> [TEXT SECTION]:

****************

> **DO NOT EDIT IF INSIDE `computational_analysis_of_big_data_2018_spring` folder** 

# Week 5: Machine Learning 2

*Thursday, February 22, 2018*

There are innumerable machine learning models (and algorithms for fitting them to data) out there, and each one has something special about it that makes it suitable to a specific type of problem. To apply machine learning and get some initial results is fairly straight forward. Getting under the hood, however, requires a bit of work. This week we will look into how Decision Trees and PCA works. In the exercises today you will:

* Implement a standard decision tree mechanism
* Use PCA to visualize clusters in your data

**Questions**: Outside of class, use [issue on GitHub](https://github.com/ulfaslak/computational_analysis_of_big_data_2018_spring/issues) for asking questions.

**Feedback:** Am I going too fast over things? Overexplaining? Send me anonymous feedback about the exercises, lectures and course in general at http://ulfaslak.com/vent.

## Exercises

**Get started**: Load the data you used last week to classify hero/villainness. It should consist of two arrays, one of dimensions ($N_{characters}$, $N_{teams}$) which is your feature matrix that has the team alliances of each character as a row vector of ones and zeros, and another of dimensions ($N_{characters}$, ) which is your target array that gives whether a character is a hero (1) or a villain (0). You can either load the data or copy/paste the code that generates it.

*Hint: If you had trouble with the data, use mine. You can load it as a `pandas.DataFrame`, with `pd.read_csv('data_team_alliances.csv', index_col=0)`. The rightmost column is the target array. Do not include this in PCA (think about why)!.*

In [1]:
import re, os
# Get alliances function
def get_alliances(char, faction=None):
    """Return list of alliances for Marvel character."""
    
    if faction is None:
        for faction in ["heroes", "ambiguous", "villains"]:
            faction_chars = [c[:-4] for c in os.listdir("../data/%s" % faction)]
            if char in faction_chars:
                break
    
    # Load character markup
    with open("../data/%s/%s.txt" % (faction, char)) as fp:
        markup = fp.read()

    # Get alliance field
    alliances_field = re.findall(r"alliances[\w\W]+?\n", markup)
    if alliances_field == []:
        return []

    # Extract teams from alliance field
    return [t[2:-1] for t in re.findall(r"\[\[.+?[\]\|]", alliances_field[0][10:])]

In [2]:
# Get a set of teams
teams = set()
for faction in ["heroes", "ambiguous", "villains"]:

    faction_chars = [c[:-4] for c in os.listdir("../data/%s" % faction) if c != ".DS_Store"]
    for char in faction_chars:
        teams.update(get_alliances(char)) # set of all alliances for every character

In [3]:
import numpy as np
index_dict = dict(zip(list(teams), range(len(teams)))) # teams and their index

def get_alliance_vect(char):
    char_teams = get_alliances(char) # for a certain character, get his alliances
    alliance_vector = [0] * len(teams) # cteate list of zeroes for all teams
    # for each character team the character has
    # get that index
    # and set the alliance vector to 1
    for ct in char_teams:
        team_index = index_dict[ct]
        alliance_vector[team_index] = 1
    # return vector as np array
    return np.array(alliance_vector)

****************

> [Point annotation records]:
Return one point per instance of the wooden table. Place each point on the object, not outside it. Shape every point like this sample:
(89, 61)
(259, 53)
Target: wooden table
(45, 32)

****************

> [TASK TO CARRY OUT]:
Can you rewrite the stretch of the machine learning exercise page from "## Exercises" through "that generates it.", with "feature matrix" changed to "input matrix"?

> [RESULT]:
## Exercises

**Get started**: Load the data you used last week to classify hero/villainness. It should consist of two arrays, one of dimensions ($N_{characters}$, $N_{teams}$) which is your input matrix that has the team alliances of each character as a row vector of ones and zeros, and another of dimensions ($N_{characters}$, ) which is your target array that gives whether a character is a hero (1) or a villain (0). You can either load the data or copy/paste the code that generates it.